宮古、釜石、大船渡、陸前高田、気仙沼...
今年三月のあの日以来、毎日のように伝えられる東北の町の名前は、
私の遠い日の記憶を呼び戻すものでした。

 
もう遠い昔、私が二十代の頃に、十和田湖までサイクリングで往復しました。

その前の年に房総半島を一周して自信がついて、今度は、高校の修学旅行で通った発荷峠からもう一度十和田湖を見てみたい。そして、奥入瀬の遊歩道を自転車を担いで歩いてみたい、という思いでした。

一日に200kmぐらい走って、予定どおり4日目に十和田湖に着きました。
国民宿舎「十和田カルデラ」に2泊して、自転車で遊覧船に乗せてもらったり、
湖のまわりを走ったり奥入瀬を歩いたりして、楽しく過ごしました。

往路は国道4号線で内陸を走ったので、帰りは一日の距離も余裕をみて、三陸の海沿いに走る計画でした。
職場の同僚に岩手県下閉伊郡山田町の出身の人がいて、その人の実家で一泊とめていただけることになっていました。

ところが、帰りの2日目は大雨で、八戸から久慈まで走るのがやっとでした。
3日目は晴れて、山田町に着いたのはお昼ごろでした。ここで1泊すると予定より1日オーバーしてしまいます。

* * * * * * * * *

_取り組む作業_:
**A.** 本文から「もう遠い昔、私が二十代の頃に、十和田湖までサイクリングで往復しました。」から「だけることになっていました。」までを、両端を含めてそのまま抜き出してください。
**B.** 記録のうち、「Species-survey task: indicate the shallow」を含む行から記録の最後の行までを、両端の行も含めてそのまま書き写してください。
本文と記録は互いに無関係です。

* * * * * * * * *

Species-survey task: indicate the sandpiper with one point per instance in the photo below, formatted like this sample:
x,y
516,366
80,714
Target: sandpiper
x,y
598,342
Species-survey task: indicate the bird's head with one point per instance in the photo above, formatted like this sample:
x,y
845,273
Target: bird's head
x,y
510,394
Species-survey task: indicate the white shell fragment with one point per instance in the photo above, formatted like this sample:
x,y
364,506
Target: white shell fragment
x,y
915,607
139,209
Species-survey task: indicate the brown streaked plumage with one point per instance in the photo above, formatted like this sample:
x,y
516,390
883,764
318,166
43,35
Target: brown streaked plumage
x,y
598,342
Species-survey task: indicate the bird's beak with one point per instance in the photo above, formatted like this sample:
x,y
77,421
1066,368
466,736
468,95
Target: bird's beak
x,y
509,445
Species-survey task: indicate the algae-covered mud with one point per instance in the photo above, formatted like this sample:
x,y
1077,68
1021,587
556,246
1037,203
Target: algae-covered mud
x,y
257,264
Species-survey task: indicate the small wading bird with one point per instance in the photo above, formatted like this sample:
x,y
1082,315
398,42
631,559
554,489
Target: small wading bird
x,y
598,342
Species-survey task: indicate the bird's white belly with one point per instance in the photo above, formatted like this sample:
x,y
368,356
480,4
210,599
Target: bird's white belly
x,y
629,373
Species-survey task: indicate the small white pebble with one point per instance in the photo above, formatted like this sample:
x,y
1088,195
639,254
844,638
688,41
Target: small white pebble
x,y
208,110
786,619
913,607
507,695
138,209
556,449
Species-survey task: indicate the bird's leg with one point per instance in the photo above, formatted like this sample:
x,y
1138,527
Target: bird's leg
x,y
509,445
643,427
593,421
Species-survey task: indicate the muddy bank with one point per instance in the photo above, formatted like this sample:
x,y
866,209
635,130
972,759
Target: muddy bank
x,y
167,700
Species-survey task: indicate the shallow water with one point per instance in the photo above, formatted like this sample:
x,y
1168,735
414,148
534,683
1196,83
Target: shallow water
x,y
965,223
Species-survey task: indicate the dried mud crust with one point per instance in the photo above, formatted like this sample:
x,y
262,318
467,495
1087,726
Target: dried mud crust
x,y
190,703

* * * * * * * * *

_作業の出力_:
**A.**
もう遠い昔、私が二十代の頃に、十和田湖までサイクリングで往復しました。

その前の年に房総半島を一周して自信がついて、今度は、高校の修学旅行で通った発荷峠からもう一度十和田湖を見てみたい。そして、奥入瀬の遊歩道を自転車を担いで歩いてみたい、という思いでした。

一日に200kmぐらい走って、予定どおり4日目に十和田湖に着きました。
国民宿舎「十和田カルデラ」に2泊して、自転車で遊覧船に乗せてもらったり、
湖のまわりを走ったり奥入瀬を歩いたりして、楽しく過ごしました。

往路は国道4号線で内陸を走ったので、帰りは一日の距離も余裕をみて、三陸の海沿いに走る計画でした。
職場の同僚に岩手県下閉伊郡山田町の出身の人がいて、その人の実家で一泊とめていただけることになっていました。

**B.**
Species-survey task: indicate the shallow water with one point per instance in the photo above, formatted like this sample:
x,y
1168,735
414,148
534,683
1196,83
Target: shallow water
x,y
965,223
Species-survey task: indicate the dried mud crust with one point per instance in the photo above, formatted like this sample:
x,y
262,318
467,495
1087,726
Target: dried mud crust
x,y
190,703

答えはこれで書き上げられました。